**Task prompt**
Here are some records. Repeat them all exactly.

**Source data**
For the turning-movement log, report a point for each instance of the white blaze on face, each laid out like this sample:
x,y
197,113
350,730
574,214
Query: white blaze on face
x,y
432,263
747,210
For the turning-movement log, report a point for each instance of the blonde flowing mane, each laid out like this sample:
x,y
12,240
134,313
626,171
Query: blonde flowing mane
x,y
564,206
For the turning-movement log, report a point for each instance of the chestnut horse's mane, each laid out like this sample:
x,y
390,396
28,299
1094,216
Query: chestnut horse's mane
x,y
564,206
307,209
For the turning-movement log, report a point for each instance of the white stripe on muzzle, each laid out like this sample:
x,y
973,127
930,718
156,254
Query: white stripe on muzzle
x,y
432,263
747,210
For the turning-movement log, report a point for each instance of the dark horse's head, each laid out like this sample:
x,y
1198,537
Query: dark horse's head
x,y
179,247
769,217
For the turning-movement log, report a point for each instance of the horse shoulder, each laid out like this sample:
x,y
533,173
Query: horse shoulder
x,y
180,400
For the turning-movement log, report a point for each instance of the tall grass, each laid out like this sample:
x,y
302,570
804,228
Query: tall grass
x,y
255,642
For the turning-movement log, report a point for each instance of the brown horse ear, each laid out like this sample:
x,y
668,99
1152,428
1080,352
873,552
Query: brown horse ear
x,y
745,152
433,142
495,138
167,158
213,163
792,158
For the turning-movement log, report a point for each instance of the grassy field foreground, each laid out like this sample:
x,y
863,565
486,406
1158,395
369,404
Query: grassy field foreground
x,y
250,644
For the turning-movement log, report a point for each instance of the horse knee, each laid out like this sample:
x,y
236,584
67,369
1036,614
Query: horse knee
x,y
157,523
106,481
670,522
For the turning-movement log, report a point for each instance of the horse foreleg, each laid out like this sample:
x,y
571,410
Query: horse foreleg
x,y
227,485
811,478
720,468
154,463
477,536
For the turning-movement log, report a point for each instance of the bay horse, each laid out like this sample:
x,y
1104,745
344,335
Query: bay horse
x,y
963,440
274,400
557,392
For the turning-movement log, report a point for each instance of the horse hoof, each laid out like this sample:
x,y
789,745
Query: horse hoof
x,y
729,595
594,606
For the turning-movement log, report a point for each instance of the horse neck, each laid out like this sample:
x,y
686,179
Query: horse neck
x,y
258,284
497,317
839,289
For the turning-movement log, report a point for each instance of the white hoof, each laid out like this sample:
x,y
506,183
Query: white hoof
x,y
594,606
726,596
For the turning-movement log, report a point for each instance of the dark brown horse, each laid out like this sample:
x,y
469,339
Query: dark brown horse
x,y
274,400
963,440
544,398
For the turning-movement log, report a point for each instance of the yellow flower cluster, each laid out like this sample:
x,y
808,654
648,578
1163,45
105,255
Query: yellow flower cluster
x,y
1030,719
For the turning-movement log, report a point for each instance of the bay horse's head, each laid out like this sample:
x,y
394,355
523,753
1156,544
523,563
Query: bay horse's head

**Written response**
For the turning-movement log, report a point for each instance of the white blaze on face, each laid out like this sample:
x,y
197,113
350,730
574,214
Query: white blaze on face
x,y
432,263
747,210
For the turning-movement log, report a point for each instance of the blonde flowing mane, each laid out like this sample:
x,y
12,240
134,313
626,171
Query: blonde flowing mane
x,y
564,206
For the turning-movement log, report a point for each instance of the chestnut horse's mane, each laid out like this sample:
x,y
390,396
28,299
1094,216
Query: chestnut horse's mane
x,y
564,206
307,209
For the turning-movement log, report a point for each instance of the white stripe on muzzle, each laid out like this sample:
x,y
973,127
930,718
156,254
Query: white stripe on muzzle
x,y
432,263
747,210
For the turning-movement log, report a point for each instance of the dark horse's head, each laid out like this sample:
x,y
1198,537
Query: dark horse's head
x,y
179,247
769,217
For the turning-movement log, report a point for each instance of the horse shoulder, each laid out like this sample:
x,y
533,173
Query: horse shoulder
x,y
180,400
For the turning-movement log, report a point for each instance of the tall grass, each laid out like this sample:
x,y
302,570
804,228
Query: tall grass
x,y
255,642
For the turning-movement log, report a point for each instance of the brown horse ear, each laid out like this sample:
x,y
668,99
1152,428
1080,352
873,552
Query: brown horse ear
x,y
745,152
433,142
495,138
167,158
213,163
792,158
For the turning-movement log, report a point for each instance of the grassy field foreground, each laid out like this sample:
x,y
863,565
486,406
1158,395
369,404
Query: grassy field foreground
x,y
250,644
For the turning-movement log, report a point for each instance of the horse knee, each laid out like this sample:
x,y
236,584
67,369
1036,614
Query: horse knee
x,y
157,523
106,481
670,522
For the turning-movement log, report a point for each instance of the horse foreleg, each laid out like this sample:
x,y
571,410
Query: horse foreleg
x,y
227,485
811,478
720,468
154,463
477,536
For the turning-movement log, report a point for each instance of the bay horse, each laid out like this sample:
x,y
1104,745
344,335
Query: bay horse
x,y
963,440
274,400
557,392
For the turning-movement log, report a point for each instance of the horse hoof, each laid out like this sample:
x,y
789,745
Query: horse hoof
x,y
729,595
594,606
For the turning-movement log, report a point for each instance of the horse neck, each laid out like this sample:
x,y
686,179
Query: horse neck
x,y
258,284
497,317
839,289
For the turning-movement log, report a point for each instance of the white hoof, each laid out like this sample:
x,y
506,183
Query: white hoof
x,y
594,606
726,596
For the turning-movement log, report a point for each instance of the dark brown horse, each laid out like this sample:
x,y
469,339
Query: dark brown horse
x,y
274,400
963,440
544,398
For the turning-movement log, report a point for each instance of the yellow flower cluster, each laid out like this sample:
x,y
808,654
648,578
1163,45
105,255
Query: yellow flower cluster
x,y
1030,719
For the turning-movement log, report a point for each instance of the bay horse's head, each laid out like this sample:
x,y
394,355
523,753
1156,544
523,563
Query: bay horse's head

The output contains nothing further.